▶ [Given text]:

________

# cant take any thyroid



## Brucergoldberg (May 23, 2011)

I would like to post a simple question without complicating things. My iron is okay, my adrenals are fine. lets just assume for a minute that all of my other body parts function good except my thyroid.

are there any other folks that take thyroid and then start buzzing off the hook four hours later, with horrible anxiety and worse ringing in the ears than without thyroid?

thank you hugs2


----------



## Andros (Aug 26, 2009)

Brucergoldberg said:


> I would like to post a simple question without complicating things. My iron is okay, my adrenals are fine. lets just assume for a minute that all of my other body parts function good except my thyroid.
> 
> are there any other folks that take thyroid and then start buzzing off the hook four hours later, with horrible anxiety and worse ringing in the ears than without thyroid?
> 
> thank you hugs2


What do you mean by iron? Have you had a ferritin test?

Ferritin http://www.thewayup.com/newsletters/081504.htm
(should be 50 to 100; the closer to 100, the better)

3 things come to mind that can cause one to buzz off the hook if they take thyroxine replacement; cancer or low ferritin or both.

4th. possibility is incorrect dose for the patient causing overdose.

I am sure others will have other comments.


----------



## lainey (Aug 26, 2010)

Which thyroid medication are you taking?

T4 medications (Synthroid, Levoxyl) must build up in the body before they have any affect. That usually takes weeks.

The effects of T3 medications (Armour, Thyrolar, Cytomel) may be felt in several hours, and some people are very sensitive to them--including "buzzing" off. People who have these reactions usually do better on T4 only medications.

What does your lab work say?

Certain people with borderline lab work or with several sets of antibodies may also have difficulty tolerating thyroid medications. Generally, in this case medication may not be appropriate because their thyroid has not failed and is still producing hormone on it's own, or competing antibodies cause a patient's status to swing between hypo and hyper.


----------



## Brucergoldberg (May 23, 2011)

I do not have cancer, my iron is fine.

When i take synthroid of any sort of dosage i get electrostatic hypotension which is extreme dizzyness, my heart rate goes through the roof, I cannot think, function or survive when this is going on. If you look through sweetgirl44 post in another thread, she describes the same thing when she decided to put 1/4 pill under her tongue.

My iron is fine, my ferritin is fine

my tsh is 13.78
t4 always 1.0
the t3 free is 2.8 ranges 2.3 to 3.0
the t3 total is 107 76-181

I tried naturethroid as well, it completely exhausted me and made my thyroid hurt. I like this theory:

*Generally, in this case medication may not be appropriate because their thyroid has not failed and is still producing hormone on it's own, or competing antibodies cause a patient's status to swing between hypo and hyper.

*

So i am considering removal. unless you have any other suggestions for me?

________

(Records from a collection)
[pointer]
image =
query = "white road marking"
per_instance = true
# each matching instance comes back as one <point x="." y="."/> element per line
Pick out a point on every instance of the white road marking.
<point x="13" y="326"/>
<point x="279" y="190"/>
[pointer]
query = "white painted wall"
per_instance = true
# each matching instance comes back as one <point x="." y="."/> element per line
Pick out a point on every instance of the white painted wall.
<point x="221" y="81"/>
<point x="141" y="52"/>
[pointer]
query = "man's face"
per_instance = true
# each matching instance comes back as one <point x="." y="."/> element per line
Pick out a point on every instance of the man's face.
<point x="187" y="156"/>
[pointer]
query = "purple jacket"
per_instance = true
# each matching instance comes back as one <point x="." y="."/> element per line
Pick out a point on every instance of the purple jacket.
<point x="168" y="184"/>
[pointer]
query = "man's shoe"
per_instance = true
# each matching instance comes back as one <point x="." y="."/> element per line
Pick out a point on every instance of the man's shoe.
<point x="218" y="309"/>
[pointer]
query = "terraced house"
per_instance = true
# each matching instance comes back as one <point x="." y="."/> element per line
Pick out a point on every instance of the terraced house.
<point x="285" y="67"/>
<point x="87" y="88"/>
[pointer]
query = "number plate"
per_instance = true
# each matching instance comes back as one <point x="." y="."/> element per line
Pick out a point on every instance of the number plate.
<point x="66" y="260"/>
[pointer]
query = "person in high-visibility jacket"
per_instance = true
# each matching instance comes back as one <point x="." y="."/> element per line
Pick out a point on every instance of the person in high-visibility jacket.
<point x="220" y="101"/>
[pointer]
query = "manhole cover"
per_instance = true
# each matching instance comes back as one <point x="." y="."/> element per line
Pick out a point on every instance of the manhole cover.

________

▶ [Exercise requirements]:
1 > In the thyroid forum thread, how long do T4 medications usually take to build up in the body before they have any effect?
2 > Carry on the thyroid forum thread past its last post.
These records have nothing to do with the thyroid forum thread.

▶ [Answers for the tasks]:
1 > Usually weeks.

2 >
----------



## lainey (Aug 26, 2010)

What are the ranges on the T4? Yours is not horribly low, if the ranges were in the vicinity that is common for many labs--0.7-1.7 or 0.8-1.8 (or something similar) are often ranges for this.

Your free T3, surprisingly, is in range even with the TSH that high.

Anecdotally, I have encountered people in the forums who do have a TSH such as yours, who discovered it as a "surprise" on a blood test for something else. Often these people have few symptoms, and are unsuccessful at lowering their TSH with medication--the normal curve for TSH does extend quite a ways into the upper ranges, so it is not a mathematical impossibility to have a "high" TSH yet not need medication. There are a rare few.

Have the thyroid antibodies been run? Do you have nodules?

Competing antibodies, or blood work that moves quickly from hyper to hypo would be good cause for removal. Multiple large nodules, or suspicious nodules also would give a good case for removal.

However, if you can't take thyroid meds now because of some other physiological reason, what if you can't take them after a thyroidectomy?

Has anyone looked at your pituitary gland to see if it is functioning properly?


----------



## Brucergoldberg (May 23, 2011)

I do have the TPO antibodies. Mine are in the 600 range. My t3 is low but in range. the tsh is out of hand. Usually my ears ring all the time, i make it until about 3 pm and then i crash hard. My pituatary in my brain is OK. I have been around the block a few times. Here are my tests (hope you are sitting down for this)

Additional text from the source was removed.